*DATA EXCERPTS*:
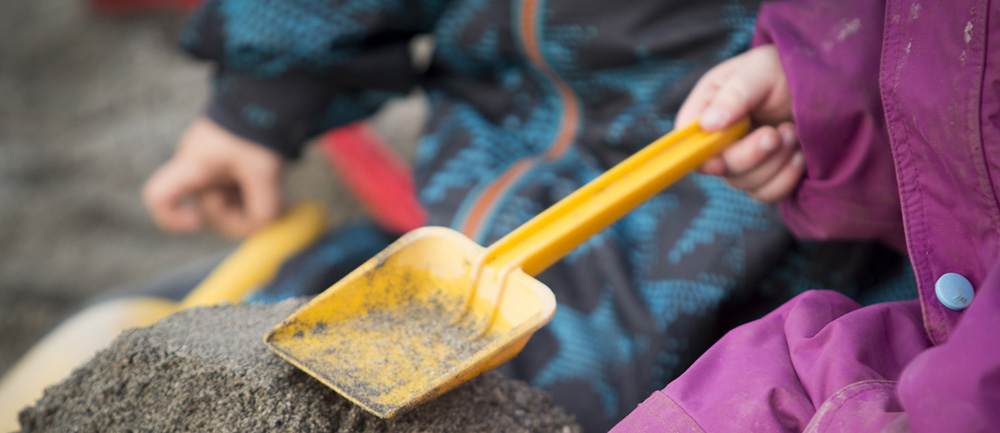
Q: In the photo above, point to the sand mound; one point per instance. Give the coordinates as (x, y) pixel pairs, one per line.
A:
(207, 369)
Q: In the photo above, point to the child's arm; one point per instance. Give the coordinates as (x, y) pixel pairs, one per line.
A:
(848, 187)
(767, 163)
(283, 75)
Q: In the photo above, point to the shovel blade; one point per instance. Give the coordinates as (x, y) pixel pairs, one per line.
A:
(383, 336)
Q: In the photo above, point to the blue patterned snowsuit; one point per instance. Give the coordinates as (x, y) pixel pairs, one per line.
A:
(529, 100)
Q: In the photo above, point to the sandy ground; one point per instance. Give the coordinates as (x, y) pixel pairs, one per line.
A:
(89, 106)
(209, 370)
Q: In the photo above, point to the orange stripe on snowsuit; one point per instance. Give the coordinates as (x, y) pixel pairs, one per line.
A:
(487, 200)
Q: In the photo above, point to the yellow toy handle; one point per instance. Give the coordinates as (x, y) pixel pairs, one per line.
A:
(552, 234)
(258, 258)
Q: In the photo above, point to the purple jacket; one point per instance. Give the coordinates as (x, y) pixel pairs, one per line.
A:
(898, 109)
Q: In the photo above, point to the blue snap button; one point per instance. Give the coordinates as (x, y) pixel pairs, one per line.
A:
(954, 291)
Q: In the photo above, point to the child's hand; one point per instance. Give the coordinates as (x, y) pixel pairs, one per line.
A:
(767, 163)
(216, 179)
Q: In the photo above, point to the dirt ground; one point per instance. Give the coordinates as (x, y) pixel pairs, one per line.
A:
(89, 106)
(207, 369)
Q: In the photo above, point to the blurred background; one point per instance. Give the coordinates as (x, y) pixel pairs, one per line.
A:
(90, 104)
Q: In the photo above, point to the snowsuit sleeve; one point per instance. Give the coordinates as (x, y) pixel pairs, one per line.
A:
(288, 70)
(830, 53)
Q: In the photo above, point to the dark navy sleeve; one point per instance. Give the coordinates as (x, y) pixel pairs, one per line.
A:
(287, 70)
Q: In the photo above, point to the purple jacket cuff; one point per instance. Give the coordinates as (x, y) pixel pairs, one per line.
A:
(657, 414)
(830, 54)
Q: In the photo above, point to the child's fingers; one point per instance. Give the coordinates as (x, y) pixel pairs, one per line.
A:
(751, 151)
(715, 166)
(167, 193)
(783, 183)
(743, 91)
(260, 189)
(702, 94)
(224, 211)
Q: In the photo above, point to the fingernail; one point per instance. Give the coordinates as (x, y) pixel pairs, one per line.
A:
(789, 136)
(798, 160)
(767, 142)
(713, 118)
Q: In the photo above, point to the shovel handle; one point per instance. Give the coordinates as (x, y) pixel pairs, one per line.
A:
(552, 234)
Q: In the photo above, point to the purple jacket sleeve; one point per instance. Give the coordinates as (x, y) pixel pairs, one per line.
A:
(830, 53)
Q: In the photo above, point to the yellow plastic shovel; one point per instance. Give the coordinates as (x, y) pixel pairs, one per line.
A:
(435, 309)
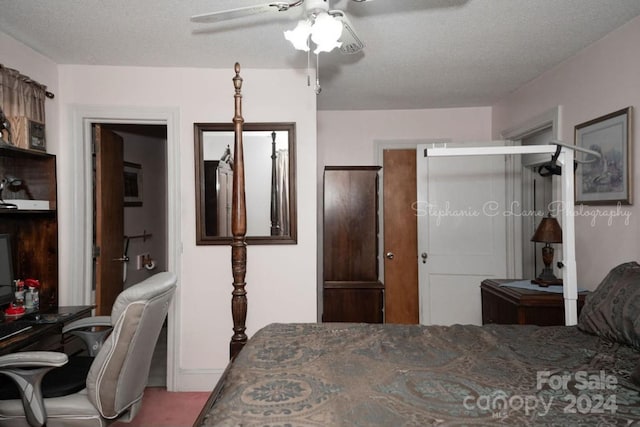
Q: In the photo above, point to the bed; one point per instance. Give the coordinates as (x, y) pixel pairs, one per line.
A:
(333, 374)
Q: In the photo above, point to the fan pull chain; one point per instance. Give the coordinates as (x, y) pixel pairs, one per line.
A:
(318, 89)
(309, 68)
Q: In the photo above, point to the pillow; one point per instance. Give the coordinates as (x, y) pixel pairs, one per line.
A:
(612, 311)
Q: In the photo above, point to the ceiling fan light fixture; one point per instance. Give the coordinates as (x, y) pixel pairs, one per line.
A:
(325, 33)
(299, 36)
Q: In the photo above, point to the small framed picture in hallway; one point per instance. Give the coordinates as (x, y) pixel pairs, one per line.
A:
(132, 184)
(605, 180)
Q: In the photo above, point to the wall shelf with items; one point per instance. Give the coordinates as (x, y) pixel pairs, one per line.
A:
(29, 216)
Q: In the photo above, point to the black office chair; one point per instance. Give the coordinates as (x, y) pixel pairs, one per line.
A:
(89, 391)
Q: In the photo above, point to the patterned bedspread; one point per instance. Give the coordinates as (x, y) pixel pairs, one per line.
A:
(398, 375)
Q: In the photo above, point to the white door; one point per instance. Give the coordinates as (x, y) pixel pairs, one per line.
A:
(462, 232)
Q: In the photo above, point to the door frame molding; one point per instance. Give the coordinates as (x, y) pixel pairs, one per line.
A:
(551, 118)
(81, 218)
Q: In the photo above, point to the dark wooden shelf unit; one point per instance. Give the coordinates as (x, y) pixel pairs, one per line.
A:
(351, 289)
(505, 305)
(34, 233)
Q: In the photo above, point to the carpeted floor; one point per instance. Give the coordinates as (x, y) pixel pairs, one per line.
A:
(161, 408)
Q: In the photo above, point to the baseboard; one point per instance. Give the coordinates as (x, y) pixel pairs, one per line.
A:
(197, 379)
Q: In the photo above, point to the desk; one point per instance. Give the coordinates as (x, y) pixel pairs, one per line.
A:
(48, 336)
(505, 305)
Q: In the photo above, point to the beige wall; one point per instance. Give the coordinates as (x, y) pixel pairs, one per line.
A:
(601, 79)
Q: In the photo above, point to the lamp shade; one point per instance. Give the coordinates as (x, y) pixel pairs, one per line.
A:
(548, 231)
(299, 36)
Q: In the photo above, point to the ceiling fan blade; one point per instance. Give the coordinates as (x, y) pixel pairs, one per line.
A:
(241, 12)
(351, 43)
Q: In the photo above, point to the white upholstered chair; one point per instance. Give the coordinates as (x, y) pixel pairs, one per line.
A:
(116, 378)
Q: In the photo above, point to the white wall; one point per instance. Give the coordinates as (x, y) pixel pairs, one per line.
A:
(603, 78)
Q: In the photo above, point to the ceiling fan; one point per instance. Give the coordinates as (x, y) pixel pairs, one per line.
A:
(326, 28)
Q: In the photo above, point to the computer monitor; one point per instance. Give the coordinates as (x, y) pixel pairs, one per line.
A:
(6, 270)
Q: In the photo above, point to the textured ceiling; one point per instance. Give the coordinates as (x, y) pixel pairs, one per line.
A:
(418, 54)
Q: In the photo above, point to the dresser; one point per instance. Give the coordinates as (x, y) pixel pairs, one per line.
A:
(351, 289)
(507, 305)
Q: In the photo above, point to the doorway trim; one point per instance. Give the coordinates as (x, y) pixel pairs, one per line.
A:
(81, 242)
(551, 118)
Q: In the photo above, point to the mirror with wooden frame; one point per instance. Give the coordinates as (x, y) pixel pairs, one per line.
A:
(270, 182)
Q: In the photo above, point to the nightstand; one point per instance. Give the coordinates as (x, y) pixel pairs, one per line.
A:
(505, 305)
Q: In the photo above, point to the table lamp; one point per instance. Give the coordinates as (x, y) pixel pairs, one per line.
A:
(8, 181)
(548, 232)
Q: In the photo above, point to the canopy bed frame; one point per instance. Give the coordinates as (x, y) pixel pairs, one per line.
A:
(326, 374)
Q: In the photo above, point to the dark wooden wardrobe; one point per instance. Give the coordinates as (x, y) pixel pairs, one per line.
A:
(351, 289)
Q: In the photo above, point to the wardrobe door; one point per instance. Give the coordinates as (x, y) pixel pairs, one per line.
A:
(351, 289)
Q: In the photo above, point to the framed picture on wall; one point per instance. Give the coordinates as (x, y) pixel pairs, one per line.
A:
(606, 180)
(132, 184)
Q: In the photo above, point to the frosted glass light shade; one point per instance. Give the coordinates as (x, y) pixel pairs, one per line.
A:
(299, 36)
(325, 33)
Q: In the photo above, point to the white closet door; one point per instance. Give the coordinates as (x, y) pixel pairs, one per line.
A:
(462, 223)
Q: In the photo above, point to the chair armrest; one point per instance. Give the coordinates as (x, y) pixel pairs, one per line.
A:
(36, 364)
(87, 322)
(33, 358)
(93, 340)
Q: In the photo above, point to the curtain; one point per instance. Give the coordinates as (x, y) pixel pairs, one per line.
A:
(19, 97)
(282, 175)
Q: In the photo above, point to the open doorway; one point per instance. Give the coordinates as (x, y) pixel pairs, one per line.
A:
(140, 213)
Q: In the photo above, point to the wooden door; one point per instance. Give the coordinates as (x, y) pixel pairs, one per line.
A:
(400, 236)
(109, 218)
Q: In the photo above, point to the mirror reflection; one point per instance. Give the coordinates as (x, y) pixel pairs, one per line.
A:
(269, 158)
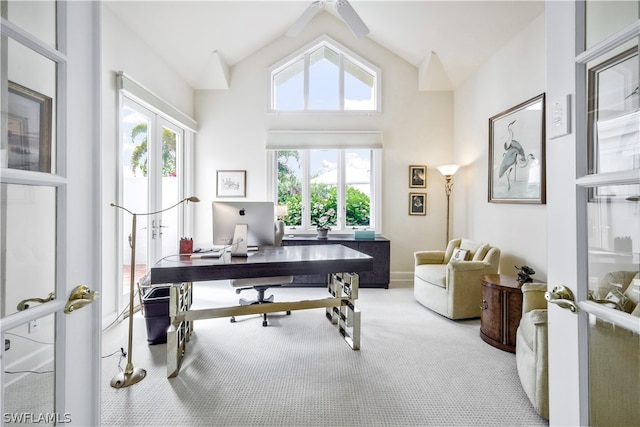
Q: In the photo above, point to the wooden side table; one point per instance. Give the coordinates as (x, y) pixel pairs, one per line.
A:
(501, 310)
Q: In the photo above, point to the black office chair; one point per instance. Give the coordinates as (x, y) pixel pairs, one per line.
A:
(261, 284)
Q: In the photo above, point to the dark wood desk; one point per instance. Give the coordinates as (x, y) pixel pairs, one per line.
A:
(268, 261)
(379, 248)
(336, 261)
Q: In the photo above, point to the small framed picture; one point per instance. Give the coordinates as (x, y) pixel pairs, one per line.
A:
(29, 126)
(417, 176)
(417, 203)
(231, 184)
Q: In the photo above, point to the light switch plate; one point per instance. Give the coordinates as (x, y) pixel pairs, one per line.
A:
(560, 117)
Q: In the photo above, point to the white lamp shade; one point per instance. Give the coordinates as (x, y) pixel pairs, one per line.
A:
(448, 170)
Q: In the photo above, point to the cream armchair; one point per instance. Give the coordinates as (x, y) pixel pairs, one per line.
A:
(532, 360)
(452, 287)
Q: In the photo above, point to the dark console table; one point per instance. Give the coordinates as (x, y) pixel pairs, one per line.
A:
(379, 249)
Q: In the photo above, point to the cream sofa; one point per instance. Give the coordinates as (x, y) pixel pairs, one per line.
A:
(532, 361)
(452, 287)
(610, 347)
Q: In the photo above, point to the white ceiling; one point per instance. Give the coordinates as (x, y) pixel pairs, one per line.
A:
(462, 34)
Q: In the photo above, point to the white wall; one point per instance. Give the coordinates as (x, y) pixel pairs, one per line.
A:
(123, 51)
(513, 75)
(417, 129)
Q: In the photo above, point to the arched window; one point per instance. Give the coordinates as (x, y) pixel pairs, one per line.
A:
(324, 76)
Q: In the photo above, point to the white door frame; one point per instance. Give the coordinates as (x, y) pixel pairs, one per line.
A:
(567, 253)
(78, 334)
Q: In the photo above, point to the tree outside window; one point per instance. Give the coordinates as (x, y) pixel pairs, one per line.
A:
(324, 183)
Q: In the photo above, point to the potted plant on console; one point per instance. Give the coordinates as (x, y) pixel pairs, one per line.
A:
(323, 221)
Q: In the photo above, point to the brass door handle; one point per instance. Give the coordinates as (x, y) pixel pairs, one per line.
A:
(24, 304)
(562, 296)
(80, 296)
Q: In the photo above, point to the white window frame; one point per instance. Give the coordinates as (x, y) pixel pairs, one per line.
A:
(340, 229)
(345, 54)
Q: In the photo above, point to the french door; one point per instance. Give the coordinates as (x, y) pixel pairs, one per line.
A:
(152, 180)
(49, 243)
(594, 331)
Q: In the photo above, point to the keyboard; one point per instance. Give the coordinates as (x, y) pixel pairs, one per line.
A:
(216, 253)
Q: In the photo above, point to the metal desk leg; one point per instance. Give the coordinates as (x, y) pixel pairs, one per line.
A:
(179, 332)
(347, 315)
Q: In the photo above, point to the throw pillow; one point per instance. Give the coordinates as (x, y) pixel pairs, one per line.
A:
(615, 295)
(459, 254)
(633, 291)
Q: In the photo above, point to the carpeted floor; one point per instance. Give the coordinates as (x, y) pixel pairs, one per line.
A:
(415, 368)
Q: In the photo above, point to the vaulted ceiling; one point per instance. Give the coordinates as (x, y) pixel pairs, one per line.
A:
(447, 40)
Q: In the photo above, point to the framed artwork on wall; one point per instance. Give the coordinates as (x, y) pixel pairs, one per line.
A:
(29, 116)
(417, 203)
(231, 183)
(417, 176)
(517, 154)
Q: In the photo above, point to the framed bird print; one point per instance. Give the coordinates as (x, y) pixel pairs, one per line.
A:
(517, 154)
(417, 176)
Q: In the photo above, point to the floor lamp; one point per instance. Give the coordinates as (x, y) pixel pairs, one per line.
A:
(131, 375)
(448, 171)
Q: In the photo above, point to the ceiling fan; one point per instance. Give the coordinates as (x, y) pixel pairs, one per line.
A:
(344, 8)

*AIM OF THE TASK*: When you reach the line containing "Q: In the photo above, point to the dresser;" in the data above, start copying exactly, and stop after the line containing "Q: In the photo above, point to the white closet".

*TASK RESULT*:
Q: In the photo above, point to the dresser; one point per instance. Give the coordinates as (x, y) pixel pairs, one per line.
A:
(351, 289)
(507, 305)
Q: In the photo above, point to the doorway trim; one point per instance. Give the coordinates as (x, y) pixel pairs, one per line.
A:
(81, 242)
(551, 118)
Q: In the photo above, point to the mirror with wooden frame; one point per instance. Give the coordinates as (x, y) pixel pairs, one per line.
A:
(270, 182)
Q: In the photo above, point to the nightstand; one point per instance. Give the coordinates as (x, y) pixel pairs, one per line.
A:
(505, 305)
Q: In the photo above, point to the table lamp; one point per instance. Give the coordinates as (x, y) pixel pairs, one per line.
A:
(8, 181)
(548, 232)
Q: In the photo above, point to the canopy bed frame; one point per instance. Give the coordinates as (x, y) pixel pairs, one per line.
A:
(326, 374)
Q: In the photo above, point to the dark wooden wardrobe; one point per instance. Give the coordinates as (x, y) pixel pairs, one per line.
A:
(351, 289)
Q: In the photo above, point to the wardrobe door; one point per instance. Give the coordinates as (x, y) pixel pairs, one per line.
A:
(351, 289)
Q: In the photo above, point to the framed picture on wall; one point per instance. Give the coordinates as (x, y) pixel pairs, one per line.
A:
(606, 180)
(132, 184)
Q: In the photo above, point to the frosted glass light shade; one point per instance. Give the coordinates as (x, y) pixel pairs, one per line.
A:
(299, 36)
(325, 33)
Q: In the photo above, point to the white closet door; one point per instance. Give the coordinates as (x, y) pixel pairs, one per line.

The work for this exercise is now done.